[Referring expression pointing data]
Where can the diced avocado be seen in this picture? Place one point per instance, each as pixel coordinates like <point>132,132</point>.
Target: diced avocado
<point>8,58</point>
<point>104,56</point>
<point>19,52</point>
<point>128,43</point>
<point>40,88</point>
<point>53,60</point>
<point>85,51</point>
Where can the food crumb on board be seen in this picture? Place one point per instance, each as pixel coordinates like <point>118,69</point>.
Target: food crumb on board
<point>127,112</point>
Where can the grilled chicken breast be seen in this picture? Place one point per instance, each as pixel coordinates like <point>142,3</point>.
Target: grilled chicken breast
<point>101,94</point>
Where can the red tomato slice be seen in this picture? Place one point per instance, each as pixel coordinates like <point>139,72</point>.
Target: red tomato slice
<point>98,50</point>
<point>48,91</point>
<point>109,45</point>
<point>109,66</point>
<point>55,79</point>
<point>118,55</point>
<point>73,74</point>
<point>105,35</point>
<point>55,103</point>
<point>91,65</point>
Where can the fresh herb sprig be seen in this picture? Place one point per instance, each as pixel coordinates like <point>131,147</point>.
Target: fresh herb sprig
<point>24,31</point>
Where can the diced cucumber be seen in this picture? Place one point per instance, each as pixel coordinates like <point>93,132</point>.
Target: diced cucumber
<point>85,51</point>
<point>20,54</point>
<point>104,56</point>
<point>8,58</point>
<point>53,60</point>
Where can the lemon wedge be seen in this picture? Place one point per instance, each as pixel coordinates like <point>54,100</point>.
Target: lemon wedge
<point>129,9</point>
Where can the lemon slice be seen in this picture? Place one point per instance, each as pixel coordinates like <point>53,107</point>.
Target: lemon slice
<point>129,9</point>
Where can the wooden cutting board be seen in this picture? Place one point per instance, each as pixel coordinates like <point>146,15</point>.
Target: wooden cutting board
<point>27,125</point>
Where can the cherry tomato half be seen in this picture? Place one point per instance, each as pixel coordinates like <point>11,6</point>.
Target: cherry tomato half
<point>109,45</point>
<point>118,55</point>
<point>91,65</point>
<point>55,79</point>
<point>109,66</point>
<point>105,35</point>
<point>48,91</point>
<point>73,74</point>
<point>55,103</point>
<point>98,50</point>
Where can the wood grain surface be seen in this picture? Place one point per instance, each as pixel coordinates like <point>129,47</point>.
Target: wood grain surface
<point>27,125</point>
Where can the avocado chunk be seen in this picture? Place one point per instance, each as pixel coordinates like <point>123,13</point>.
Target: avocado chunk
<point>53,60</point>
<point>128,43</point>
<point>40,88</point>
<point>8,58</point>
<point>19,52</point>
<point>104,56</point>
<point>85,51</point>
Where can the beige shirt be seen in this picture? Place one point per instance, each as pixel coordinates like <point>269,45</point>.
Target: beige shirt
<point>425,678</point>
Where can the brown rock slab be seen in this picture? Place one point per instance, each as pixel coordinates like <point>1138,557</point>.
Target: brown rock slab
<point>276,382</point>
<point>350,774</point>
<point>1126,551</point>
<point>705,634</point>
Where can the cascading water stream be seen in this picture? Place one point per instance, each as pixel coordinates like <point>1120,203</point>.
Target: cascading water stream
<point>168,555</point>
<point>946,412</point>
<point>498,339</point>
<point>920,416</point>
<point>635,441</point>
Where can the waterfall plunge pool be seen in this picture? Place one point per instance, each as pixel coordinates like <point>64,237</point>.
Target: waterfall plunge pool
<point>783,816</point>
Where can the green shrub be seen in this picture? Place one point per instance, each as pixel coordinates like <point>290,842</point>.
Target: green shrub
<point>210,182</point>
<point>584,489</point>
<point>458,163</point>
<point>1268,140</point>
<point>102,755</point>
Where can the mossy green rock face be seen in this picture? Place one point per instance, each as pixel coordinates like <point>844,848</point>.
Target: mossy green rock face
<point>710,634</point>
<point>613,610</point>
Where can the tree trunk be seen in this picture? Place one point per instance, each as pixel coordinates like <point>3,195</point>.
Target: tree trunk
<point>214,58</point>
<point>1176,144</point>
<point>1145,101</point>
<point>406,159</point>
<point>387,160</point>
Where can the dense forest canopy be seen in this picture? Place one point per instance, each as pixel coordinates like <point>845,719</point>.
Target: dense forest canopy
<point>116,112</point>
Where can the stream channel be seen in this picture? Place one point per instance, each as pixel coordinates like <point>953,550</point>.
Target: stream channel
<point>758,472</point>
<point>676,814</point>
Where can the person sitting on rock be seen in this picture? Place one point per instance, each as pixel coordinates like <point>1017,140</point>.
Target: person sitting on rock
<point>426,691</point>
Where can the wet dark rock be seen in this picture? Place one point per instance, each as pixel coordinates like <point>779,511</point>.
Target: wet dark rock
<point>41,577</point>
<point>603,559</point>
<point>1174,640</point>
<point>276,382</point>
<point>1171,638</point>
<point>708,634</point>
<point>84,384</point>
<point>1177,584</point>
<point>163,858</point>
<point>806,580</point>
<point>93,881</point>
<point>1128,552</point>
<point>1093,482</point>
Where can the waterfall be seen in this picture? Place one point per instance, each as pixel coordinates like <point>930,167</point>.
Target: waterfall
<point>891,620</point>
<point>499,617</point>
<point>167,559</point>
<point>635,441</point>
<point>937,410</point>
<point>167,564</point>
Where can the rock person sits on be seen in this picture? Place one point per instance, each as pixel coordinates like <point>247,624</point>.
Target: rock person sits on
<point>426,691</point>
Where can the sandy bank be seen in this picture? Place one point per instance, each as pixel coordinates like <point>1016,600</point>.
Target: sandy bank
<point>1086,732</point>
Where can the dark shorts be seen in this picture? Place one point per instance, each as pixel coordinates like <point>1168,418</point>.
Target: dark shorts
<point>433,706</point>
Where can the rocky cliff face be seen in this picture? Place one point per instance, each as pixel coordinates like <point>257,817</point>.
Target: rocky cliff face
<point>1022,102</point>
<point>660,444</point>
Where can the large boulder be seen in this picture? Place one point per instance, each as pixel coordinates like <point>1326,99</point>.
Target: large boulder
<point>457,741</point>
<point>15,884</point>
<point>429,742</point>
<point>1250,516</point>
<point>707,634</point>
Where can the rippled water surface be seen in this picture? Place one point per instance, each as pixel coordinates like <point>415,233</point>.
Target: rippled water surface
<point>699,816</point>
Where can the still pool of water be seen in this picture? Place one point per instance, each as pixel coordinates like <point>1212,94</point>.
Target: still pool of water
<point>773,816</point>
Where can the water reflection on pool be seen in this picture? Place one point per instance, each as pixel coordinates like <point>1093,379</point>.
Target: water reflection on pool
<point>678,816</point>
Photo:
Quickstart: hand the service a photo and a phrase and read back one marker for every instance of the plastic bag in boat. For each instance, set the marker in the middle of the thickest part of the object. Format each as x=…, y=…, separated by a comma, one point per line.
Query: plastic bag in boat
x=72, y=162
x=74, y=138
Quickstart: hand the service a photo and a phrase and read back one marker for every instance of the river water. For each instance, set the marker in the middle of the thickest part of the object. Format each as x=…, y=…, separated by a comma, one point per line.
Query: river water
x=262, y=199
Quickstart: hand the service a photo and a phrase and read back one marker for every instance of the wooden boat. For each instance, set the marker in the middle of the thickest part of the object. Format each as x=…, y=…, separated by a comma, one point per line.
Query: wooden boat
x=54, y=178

— ASSIGNMENT —
A verbatim repeat of all the entries above is the required answer.

— TASK OUTPUT —
Where can the diced avocado be seen in this picture? Place one point per instance, each as pixel coordinates like <point>132,132</point>.
Target: diced avocado
<point>8,58</point>
<point>104,56</point>
<point>19,52</point>
<point>128,43</point>
<point>40,88</point>
<point>53,60</point>
<point>85,51</point>
Where can the food crumb on board be seen in this picture? Place one point per instance, each as pixel coordinates like <point>118,69</point>.
Target: food crumb on board
<point>127,112</point>
Where can the grilled chicken breast be seen in this picture? Place one point per instance, each as pixel coordinates like <point>142,3</point>.
Target: grilled chicken breast
<point>101,94</point>
Where can the red tomato slice be seen in this picture? Place one point per instance, each as pixel coordinates like <point>139,72</point>.
Target: red tomato slice
<point>98,50</point>
<point>48,91</point>
<point>109,45</point>
<point>109,66</point>
<point>55,79</point>
<point>118,55</point>
<point>73,74</point>
<point>105,35</point>
<point>55,103</point>
<point>91,65</point>
Where can the fresh herb sprig be seen in this picture? Place one point per instance, each as pixel coordinates like <point>131,147</point>.
Target: fresh herb sprig
<point>24,31</point>
Where can the diced cucumber be seen in this picture? Place one point per instance, each as pixel coordinates like <point>93,132</point>.
Target: diced cucumber
<point>85,51</point>
<point>20,54</point>
<point>104,56</point>
<point>8,58</point>
<point>53,60</point>
Where can the lemon wedge be seen in this picture? Place one point per instance, each as pixel coordinates like <point>54,100</point>.
Target: lemon wedge
<point>129,9</point>
Where can the lemon slice be seen in this picture? Place one point per instance, each as pixel coordinates like <point>53,107</point>.
Target: lemon slice
<point>129,9</point>
Where can the wooden cutting board be seen in this picture? Place one point per instance, each as pixel coordinates like <point>146,15</point>.
Target: wooden cutting board
<point>27,125</point>
Where can the cherry tomato half be seen in this picture? Place one point per instance, each as pixel coordinates like <point>11,6</point>.
Target: cherry tomato half
<point>109,45</point>
<point>118,55</point>
<point>91,65</point>
<point>55,79</point>
<point>109,66</point>
<point>105,35</point>
<point>48,91</point>
<point>73,74</point>
<point>55,103</point>
<point>98,50</point>
Where can the wood grain surface be seen in this picture? Place one point per instance, each as pixel coordinates like <point>129,47</point>.
Target: wood grain surface
<point>27,125</point>
Where can the avocado chunk be seen in this picture? Place one point per instance, each as pixel coordinates like <point>123,13</point>.
Target: avocado chunk
<point>53,60</point>
<point>128,43</point>
<point>40,88</point>
<point>8,58</point>
<point>19,52</point>
<point>104,56</point>
<point>85,51</point>
Where can the beige shirt be seen in this picture? Place one point per instance, each as pixel coordinates like <point>269,45</point>.
Target: beige shirt
<point>425,678</point>
Where can the brown rock slab be seen in this picture? Place one point per instance, each as pixel coordinates like <point>1138,557</point>.
Target: brown rock slab
<point>276,382</point>
<point>350,774</point>
<point>1126,551</point>
<point>705,634</point>
Where can the cascading water stream be seen in this picture? Place one point per instance, each as pixel coordinates like <point>1120,203</point>.
Target: cascading water stream
<point>168,555</point>
<point>946,412</point>
<point>498,339</point>
<point>920,416</point>
<point>635,441</point>
Where can the waterfall plunge pool be seen in this picture? Place one point per instance, each as pixel coordinates like <point>64,237</point>.
Target: waterfall plunge pool
<point>783,816</point>
Where can the green shrub be seen in this picture? Place one point per instance, each as pixel coordinates like <point>290,842</point>.
Target: green shrub
<point>210,182</point>
<point>584,489</point>
<point>458,163</point>
<point>1268,140</point>
<point>102,755</point>
Where can the mossy green rock face be seen in this picture? Place one point per instance, each as pixel coordinates like <point>844,848</point>.
Target: mossy green rock face
<point>710,634</point>
<point>613,610</point>
Where can the tree trunk be seen in this picture? Place one point per instance, each as pixel coordinates like <point>3,195</point>.
Target: tree trunk
<point>214,58</point>
<point>1176,144</point>
<point>1145,101</point>
<point>406,159</point>
<point>387,160</point>
Where can the dense forest canopy be seen in this picture? Place one point per instance, each as pixel coordinates like <point>845,719</point>.
Target: dense forest canopy
<point>116,112</point>
Where can the stream channel be seen in this picture? Place one point per instance, each as pixel coordinates like <point>953,550</point>.
Target: stream channel
<point>758,472</point>
<point>676,814</point>
Where can the person sitting on rock be seen in this picture? Place one point per instance, each as pixel coordinates like <point>1017,140</point>.
Target: person sitting on rock
<point>426,691</point>
Where can the wet dark rock be seen in this picture? Place one point per instance, each as pixel coordinates like <point>779,511</point>.
Target: wet dark rock
<point>41,577</point>
<point>603,559</point>
<point>1174,640</point>
<point>276,382</point>
<point>1171,638</point>
<point>708,634</point>
<point>84,384</point>
<point>1177,584</point>
<point>163,858</point>
<point>806,580</point>
<point>93,881</point>
<point>1128,552</point>
<point>1093,482</point>
Where can the waterfall be seen in this picture? Place one point per instance, each as pixel coordinates like <point>930,167</point>.
Target: waterfall
<point>891,620</point>
<point>499,617</point>
<point>167,559</point>
<point>635,441</point>
<point>937,410</point>
<point>167,564</point>
Where can the rock person sits on be seen in this picture? Place one point per instance, each as pixel coordinates like <point>247,624</point>.
Target: rock person sits on
<point>426,691</point>
Where can the sandy bank be seen in this picture? Place one point per instance, each as pixel coordinates like <point>1016,600</point>.
Target: sandy bank
<point>1086,732</point>
Where can the dark shorts be seen in this picture? Place one point per instance, each as pixel coordinates like <point>1168,418</point>.
Target: dark shorts
<point>433,706</point>
Where can the rocky cliff face be seen in this picture? Place one point per instance, each as pixel coordinates like <point>257,817</point>.
Target: rocky cliff face
<point>1022,102</point>
<point>660,444</point>
Where can the large boulder be seen in this picture? Place one point per instance, each as pixel coordinates like <point>1326,99</point>.
Target: large boulder
<point>457,741</point>
<point>15,884</point>
<point>429,742</point>
<point>1250,516</point>
<point>707,634</point>
Where can the rippled water surface be seen in this picture? Place one point per instance, each as pixel coordinates like <point>415,233</point>.
Target: rippled water surface
<point>699,816</point>
Where can the still pool of water be seen in this picture? Place one point per instance, each as pixel coordinates like <point>1212,94</point>.
Target: still pool of water
<point>773,816</point>
Where can the water reflection on pool be seen in this picture? Place one point per instance, each as pixel coordinates like <point>1093,379</point>.
Target: water reflection on pool
<point>678,816</point>
Photo:
Quickstart: hand the service a photo and a phrase and read back one marker for every instance of the plastic bag in boat. For each instance, set the marker in the middle of the thickest part of the object. Format each as x=…, y=…, separated by a comma, one point per line.
Query: plastic bag in boat
x=72, y=162
x=74, y=138
Quickstart: hand the service a photo and a phrase and read back one marker for every instance of the river water. For each instance, set the marker in the middle of the thickest part of the object. Format each as x=…, y=…, separated by a comma, one point per line.
Query: river water
x=262, y=199
Quickstart: hand the service a photo and a phrase and read back one marker for every instance of the wooden boat. For each instance, set the marker in the middle of the thickest part of the object. Format each as x=…, y=…, separated by a comma, one point per line.
Query: wooden boat
x=54, y=178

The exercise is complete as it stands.